START DATA FOR PROCESSING
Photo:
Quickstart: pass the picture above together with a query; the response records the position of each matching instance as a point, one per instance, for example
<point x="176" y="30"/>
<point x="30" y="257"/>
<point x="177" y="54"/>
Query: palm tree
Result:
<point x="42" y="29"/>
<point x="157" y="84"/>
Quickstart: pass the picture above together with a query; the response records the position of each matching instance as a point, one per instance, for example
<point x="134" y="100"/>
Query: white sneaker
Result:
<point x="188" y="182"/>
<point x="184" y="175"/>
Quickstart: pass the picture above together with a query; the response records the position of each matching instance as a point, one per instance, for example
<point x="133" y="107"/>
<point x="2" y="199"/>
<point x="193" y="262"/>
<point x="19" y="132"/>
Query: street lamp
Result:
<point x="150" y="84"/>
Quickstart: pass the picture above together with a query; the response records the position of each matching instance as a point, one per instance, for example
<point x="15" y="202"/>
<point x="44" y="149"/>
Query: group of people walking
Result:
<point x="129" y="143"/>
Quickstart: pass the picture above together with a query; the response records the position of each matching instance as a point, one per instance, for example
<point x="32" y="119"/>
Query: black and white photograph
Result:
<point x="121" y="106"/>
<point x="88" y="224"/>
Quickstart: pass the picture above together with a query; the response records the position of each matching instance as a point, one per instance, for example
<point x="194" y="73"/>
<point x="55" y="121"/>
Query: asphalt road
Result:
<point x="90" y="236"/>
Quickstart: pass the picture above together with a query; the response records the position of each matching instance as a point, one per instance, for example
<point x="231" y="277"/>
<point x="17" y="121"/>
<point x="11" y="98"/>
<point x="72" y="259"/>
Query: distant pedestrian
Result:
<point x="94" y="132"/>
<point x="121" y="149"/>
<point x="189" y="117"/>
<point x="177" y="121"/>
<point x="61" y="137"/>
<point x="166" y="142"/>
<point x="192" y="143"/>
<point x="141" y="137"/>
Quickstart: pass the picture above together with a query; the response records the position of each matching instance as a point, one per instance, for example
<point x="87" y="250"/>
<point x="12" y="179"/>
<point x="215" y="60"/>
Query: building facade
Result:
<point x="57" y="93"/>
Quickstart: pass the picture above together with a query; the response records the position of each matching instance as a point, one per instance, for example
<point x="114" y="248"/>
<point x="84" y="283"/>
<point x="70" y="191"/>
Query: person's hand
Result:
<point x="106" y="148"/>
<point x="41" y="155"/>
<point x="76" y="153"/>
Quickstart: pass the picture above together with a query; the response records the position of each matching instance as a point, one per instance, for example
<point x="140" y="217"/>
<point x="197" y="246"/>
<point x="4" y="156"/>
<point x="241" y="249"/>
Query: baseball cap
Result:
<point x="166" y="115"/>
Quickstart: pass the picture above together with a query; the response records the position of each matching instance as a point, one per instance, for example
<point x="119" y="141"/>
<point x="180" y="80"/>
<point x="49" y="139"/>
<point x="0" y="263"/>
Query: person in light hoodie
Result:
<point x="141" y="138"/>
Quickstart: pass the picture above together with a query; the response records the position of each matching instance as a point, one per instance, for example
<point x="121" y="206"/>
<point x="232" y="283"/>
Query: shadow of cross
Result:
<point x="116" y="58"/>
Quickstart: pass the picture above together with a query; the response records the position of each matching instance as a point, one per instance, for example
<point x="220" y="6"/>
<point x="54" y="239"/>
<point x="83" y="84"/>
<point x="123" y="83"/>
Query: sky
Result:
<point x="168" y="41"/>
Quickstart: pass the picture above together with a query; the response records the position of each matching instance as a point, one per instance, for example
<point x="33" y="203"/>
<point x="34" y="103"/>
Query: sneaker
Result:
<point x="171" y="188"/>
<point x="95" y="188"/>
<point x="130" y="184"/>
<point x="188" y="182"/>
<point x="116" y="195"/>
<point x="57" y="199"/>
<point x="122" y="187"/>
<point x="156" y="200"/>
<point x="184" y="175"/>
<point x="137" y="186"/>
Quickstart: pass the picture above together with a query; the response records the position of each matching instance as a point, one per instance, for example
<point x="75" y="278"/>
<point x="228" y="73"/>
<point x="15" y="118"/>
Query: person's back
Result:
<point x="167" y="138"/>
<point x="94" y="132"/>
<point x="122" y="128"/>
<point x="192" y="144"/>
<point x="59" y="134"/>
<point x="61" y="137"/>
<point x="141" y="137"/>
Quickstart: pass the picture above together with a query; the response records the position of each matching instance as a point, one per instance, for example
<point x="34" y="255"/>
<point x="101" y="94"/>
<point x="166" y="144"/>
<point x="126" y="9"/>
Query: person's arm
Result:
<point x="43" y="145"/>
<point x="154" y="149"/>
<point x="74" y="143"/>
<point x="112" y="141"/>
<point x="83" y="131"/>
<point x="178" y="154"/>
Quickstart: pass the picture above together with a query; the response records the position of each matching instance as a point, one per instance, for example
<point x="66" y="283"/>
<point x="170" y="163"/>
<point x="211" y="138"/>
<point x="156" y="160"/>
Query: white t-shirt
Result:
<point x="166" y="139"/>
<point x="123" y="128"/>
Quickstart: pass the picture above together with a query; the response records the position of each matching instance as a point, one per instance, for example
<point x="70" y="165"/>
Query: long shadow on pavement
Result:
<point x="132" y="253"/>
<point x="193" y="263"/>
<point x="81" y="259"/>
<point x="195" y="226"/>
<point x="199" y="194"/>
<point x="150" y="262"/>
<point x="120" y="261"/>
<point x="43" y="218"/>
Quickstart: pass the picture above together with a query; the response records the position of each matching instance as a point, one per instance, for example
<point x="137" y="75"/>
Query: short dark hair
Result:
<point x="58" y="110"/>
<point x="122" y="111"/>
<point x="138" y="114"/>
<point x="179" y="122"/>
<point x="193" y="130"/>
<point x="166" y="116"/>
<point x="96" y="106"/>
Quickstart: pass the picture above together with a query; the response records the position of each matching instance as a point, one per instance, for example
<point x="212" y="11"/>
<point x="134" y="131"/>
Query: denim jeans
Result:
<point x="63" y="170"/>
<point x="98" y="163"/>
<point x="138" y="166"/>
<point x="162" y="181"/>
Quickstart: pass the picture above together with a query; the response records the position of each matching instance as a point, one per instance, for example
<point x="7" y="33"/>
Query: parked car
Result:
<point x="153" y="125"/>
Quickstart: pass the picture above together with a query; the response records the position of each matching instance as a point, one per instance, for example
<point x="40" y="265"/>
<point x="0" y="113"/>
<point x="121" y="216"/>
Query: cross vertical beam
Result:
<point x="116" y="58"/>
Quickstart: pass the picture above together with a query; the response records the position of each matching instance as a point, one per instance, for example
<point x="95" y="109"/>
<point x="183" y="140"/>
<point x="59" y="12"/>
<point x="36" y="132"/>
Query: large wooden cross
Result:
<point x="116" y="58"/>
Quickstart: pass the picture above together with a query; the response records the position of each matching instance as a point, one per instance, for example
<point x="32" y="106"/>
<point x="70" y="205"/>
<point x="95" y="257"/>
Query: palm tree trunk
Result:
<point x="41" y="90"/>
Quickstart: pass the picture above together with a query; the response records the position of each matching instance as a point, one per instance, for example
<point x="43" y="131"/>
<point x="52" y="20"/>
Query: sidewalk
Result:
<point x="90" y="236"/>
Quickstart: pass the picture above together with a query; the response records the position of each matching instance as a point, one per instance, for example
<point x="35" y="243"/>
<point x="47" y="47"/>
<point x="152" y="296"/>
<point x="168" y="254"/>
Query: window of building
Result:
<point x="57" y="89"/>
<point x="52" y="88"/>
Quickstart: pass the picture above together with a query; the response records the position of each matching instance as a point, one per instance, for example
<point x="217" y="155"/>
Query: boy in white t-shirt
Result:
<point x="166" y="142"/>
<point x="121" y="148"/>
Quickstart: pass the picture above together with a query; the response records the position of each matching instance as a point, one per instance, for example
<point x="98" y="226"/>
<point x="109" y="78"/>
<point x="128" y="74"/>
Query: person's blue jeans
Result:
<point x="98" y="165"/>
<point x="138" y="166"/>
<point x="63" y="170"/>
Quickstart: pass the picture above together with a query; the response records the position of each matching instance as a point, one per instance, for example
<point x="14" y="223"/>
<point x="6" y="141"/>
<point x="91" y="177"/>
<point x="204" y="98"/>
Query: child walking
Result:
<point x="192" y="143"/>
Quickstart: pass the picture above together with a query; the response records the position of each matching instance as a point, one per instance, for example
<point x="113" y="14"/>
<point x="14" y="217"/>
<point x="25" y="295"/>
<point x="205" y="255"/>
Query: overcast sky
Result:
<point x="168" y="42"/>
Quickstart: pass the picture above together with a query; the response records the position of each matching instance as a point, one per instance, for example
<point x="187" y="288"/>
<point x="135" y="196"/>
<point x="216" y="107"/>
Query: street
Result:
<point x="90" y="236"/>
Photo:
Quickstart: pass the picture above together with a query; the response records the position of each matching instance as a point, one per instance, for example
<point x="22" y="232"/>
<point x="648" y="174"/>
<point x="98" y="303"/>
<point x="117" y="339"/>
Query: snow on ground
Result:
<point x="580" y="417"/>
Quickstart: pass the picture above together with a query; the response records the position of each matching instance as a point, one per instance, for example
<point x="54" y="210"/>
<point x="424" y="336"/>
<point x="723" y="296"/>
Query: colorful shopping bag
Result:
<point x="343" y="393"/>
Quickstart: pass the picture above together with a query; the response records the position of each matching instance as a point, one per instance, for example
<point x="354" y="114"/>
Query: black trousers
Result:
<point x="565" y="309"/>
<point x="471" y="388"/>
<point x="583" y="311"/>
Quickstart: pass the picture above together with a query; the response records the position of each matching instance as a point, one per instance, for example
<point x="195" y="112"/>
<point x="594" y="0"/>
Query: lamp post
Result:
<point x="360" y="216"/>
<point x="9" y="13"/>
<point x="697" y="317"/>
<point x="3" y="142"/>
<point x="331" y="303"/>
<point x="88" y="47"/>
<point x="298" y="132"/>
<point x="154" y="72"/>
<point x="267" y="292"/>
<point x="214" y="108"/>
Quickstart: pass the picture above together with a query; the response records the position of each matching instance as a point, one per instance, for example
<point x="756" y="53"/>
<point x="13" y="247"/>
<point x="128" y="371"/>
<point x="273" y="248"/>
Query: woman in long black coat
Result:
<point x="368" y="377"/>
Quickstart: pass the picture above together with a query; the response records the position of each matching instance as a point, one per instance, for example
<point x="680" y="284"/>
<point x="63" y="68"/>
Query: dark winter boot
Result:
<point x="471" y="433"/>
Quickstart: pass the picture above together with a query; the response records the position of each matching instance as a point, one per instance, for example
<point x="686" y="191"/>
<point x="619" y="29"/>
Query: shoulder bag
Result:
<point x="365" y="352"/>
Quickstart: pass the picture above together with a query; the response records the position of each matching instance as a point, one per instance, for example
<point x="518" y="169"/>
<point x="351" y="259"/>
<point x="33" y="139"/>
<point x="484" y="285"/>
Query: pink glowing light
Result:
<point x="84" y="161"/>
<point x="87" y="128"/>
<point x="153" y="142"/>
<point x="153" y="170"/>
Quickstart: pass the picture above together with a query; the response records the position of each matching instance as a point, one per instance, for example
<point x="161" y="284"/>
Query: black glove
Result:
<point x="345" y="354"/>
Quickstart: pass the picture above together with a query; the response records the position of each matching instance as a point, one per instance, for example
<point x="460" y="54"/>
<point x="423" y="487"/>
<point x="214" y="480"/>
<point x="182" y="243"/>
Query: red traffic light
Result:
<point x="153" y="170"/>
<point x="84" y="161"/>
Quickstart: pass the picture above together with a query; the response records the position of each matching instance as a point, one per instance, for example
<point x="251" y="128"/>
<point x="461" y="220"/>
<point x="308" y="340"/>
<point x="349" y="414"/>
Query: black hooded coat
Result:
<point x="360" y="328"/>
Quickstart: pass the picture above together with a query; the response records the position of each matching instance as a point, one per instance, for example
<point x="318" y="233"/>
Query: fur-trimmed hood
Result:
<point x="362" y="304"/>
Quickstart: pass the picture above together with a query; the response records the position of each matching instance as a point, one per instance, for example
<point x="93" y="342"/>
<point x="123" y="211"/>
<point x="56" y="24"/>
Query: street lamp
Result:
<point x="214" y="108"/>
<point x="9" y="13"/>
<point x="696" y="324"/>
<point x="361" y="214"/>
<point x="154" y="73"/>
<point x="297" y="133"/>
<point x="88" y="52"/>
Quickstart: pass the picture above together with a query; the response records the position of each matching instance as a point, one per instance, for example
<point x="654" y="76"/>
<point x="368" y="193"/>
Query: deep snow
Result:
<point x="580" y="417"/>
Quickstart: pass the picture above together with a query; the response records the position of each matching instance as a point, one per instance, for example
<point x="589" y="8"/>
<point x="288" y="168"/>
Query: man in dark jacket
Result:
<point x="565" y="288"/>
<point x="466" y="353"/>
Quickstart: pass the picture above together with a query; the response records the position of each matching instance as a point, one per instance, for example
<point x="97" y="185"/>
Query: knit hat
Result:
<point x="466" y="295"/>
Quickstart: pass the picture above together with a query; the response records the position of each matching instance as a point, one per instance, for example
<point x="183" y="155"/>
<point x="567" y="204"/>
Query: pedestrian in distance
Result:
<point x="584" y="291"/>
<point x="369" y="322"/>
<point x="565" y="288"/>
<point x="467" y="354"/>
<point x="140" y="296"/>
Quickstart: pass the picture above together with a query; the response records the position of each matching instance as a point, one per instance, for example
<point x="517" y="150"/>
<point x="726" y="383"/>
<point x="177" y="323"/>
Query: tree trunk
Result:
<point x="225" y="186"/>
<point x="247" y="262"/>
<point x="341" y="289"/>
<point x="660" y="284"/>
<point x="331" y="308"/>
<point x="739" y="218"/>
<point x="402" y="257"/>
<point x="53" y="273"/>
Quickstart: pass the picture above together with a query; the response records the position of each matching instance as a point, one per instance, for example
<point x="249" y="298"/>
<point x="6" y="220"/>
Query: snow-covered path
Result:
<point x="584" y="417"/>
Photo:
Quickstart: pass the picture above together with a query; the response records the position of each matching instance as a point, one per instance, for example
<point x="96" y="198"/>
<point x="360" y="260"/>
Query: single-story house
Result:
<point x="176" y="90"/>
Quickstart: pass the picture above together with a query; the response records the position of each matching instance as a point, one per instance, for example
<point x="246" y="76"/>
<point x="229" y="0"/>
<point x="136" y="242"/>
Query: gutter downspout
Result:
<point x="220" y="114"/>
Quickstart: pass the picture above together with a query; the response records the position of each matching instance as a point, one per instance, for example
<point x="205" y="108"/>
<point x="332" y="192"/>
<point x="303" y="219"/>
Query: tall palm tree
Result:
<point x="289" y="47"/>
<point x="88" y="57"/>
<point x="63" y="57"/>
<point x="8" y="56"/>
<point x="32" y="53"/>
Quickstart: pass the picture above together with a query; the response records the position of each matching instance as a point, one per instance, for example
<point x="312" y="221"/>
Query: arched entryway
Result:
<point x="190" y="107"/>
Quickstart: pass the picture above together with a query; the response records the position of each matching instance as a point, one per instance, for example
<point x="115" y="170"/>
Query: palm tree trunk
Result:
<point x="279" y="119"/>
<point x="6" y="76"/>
END DATA FOR PROCESSING
- _WHAT NEEDS TO BE DONE_
Please find every line in the records that contains the word "shadow", and copy it out.

- _EXERCISE OUTPUT_
Query: shadow of cross
Query: long shadow on pavement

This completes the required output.